* [SOURCE TEXT]
════════

More from 12seconds…

by Imran Ali

Following on from last week’s coverage of 12seconds, the service’s creators have been running a ’12second Challenge’, posing questions and setting challenges each day that users must respond to or answer in twelve second bursts. A great way of building enthusiasm and publicity for a service…and creating a generation of evangelists.

12seconds have also been talking about a bunch of  upcoming enhancements and improvements that’re soon coming to the service. These include…

  • Video replies and an improved recorder.
  • Enhanced commenting, tagging, grouping & navigation.
  • URL shortnening for posting to Twitter.
  • Privacy controls.
  • Support for third party services - perhaps Facebook and MySpace?
  • Mobile integration - this already works well with MMS…perhaps they’re looking at installed apps? Video messaging finally comes to iPhone?

12seconds look like they’re being driven by the needs of their alpha testers, a great approach that’ll ensure they deliver the user experience and product that’s really in demand…now what could the business model be…?


12seconds: A video Twitter?

by Imran Ali

Katie LipsA few days ago I received a Twitter from my friend Katie, linking to a twelve-second video of her applying some lipstick. This was my first experience of 12seconds,the recently launched Santa Cruz based startup being heralded as the video of Twitter.

Though other services such as Seesmic have sought to emulate the intimacy and immediacy of Twitter in video form,  Seesmic always seemed a little too rich and required too much of a user’s attention, in comparison with the simplicity, sparsity and elegance of Twitter.

════════

* [REQUIRED WORK]
a - Copy out the passage in the 12seconds text from "12seconds have also" up to and including "business model be…?".
b - Write what comes next in the 12seconds text, starting right after its last sentence.

* [A run of records]
════════

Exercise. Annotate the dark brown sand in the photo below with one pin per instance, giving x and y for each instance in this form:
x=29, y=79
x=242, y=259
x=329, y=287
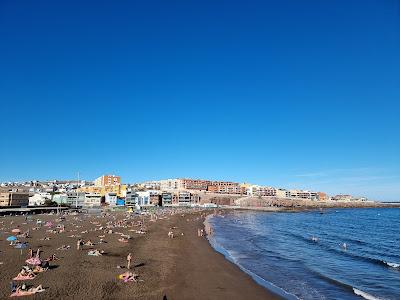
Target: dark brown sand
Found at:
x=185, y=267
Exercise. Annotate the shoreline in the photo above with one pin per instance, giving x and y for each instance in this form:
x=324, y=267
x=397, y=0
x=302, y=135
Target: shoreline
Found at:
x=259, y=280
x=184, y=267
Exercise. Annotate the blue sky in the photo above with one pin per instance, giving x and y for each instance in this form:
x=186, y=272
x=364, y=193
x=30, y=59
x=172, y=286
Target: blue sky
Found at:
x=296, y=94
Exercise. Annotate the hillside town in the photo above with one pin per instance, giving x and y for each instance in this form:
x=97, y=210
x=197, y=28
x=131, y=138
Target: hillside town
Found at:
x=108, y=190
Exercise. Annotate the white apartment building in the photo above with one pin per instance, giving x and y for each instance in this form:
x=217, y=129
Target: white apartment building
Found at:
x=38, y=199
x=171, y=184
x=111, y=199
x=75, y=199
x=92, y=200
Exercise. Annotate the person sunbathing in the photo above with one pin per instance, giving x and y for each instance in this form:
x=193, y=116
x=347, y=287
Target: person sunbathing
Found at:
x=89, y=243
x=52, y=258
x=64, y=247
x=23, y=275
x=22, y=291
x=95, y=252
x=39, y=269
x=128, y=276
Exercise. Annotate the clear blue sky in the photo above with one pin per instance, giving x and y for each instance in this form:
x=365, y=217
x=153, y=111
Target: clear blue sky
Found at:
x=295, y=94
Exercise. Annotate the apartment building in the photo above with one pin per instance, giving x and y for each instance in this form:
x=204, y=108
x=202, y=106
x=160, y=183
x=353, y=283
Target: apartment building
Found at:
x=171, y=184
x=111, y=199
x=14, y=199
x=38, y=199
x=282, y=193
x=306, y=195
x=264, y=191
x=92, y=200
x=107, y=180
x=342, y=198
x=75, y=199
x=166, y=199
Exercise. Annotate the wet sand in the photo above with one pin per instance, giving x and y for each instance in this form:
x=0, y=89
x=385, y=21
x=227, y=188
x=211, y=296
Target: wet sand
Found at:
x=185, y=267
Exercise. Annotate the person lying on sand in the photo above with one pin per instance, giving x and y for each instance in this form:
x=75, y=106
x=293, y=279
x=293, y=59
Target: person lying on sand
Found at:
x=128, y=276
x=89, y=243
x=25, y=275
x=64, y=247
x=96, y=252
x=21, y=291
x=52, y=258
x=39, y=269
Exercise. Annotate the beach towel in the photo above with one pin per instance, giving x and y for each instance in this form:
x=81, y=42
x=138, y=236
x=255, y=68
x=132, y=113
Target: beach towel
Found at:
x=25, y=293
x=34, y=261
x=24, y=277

════════

* [ANSWERS PER TASK]
a -
12seconds have also been talking about a bunch of  upcoming enhancements and improvements that’re soon coming to the service. These include…

  • Video replies and an improved recorder.
  • Enhanced commenting, tagging, grouping & navigation.
  • URL shortnening for posting to Twitter.
  • Privacy controls.
  • Support for third party services - perhaps Facebook and MySpace?
  • Mobile integration - this already works well with MMS…perhaps they’re looking at installed apps? Video messaging finally comes to iPhone?

12seconds look like they’re being driven by the needs of their alpha testers, a great approach that’ll ensure they deliver the user experience and product that’s really in demand…now what could the business model be…?

b -
As its name suggests, 12seconds limits user’s video messages to a couple dozen seconds, encouraging the same charm, inventiveness and brevity that we see in 140-character Twitters. Where Twitter’s limitation was semi-imposed by the limitations of its medium of choice - the SMS - 12seconds’ limit is an arbitrary boundary cheekily described by the service’s creators as ‘an upper boundary for boredom‘…

The scientists here at the 12seconds dodecaplex have conducted countless hours of research to determine the precise amount of time it takes for boredom or apathy to set in during typical Internet video viewing. Our patent pending Electro-Tear-Duct Prongers have determined that exactly 12 seconds of video is the ideal amount of time to keep anything interesting.

However, 12seconds’ limit may actually position the service ideally for mobility. Squeezing twelve seconds of video from a mobile handset’s forward-facing camera into an MMS is probably quite feasible technically, compatible with most handsets - and as a user experience - recieving a few dozen twelve second video messages is no more distracting than hundreds of Twitters!

It’ll be interesting to see if 12seconds recognises it’s mobile opportunity and whether users take to it as they took to Twitter and its rivals.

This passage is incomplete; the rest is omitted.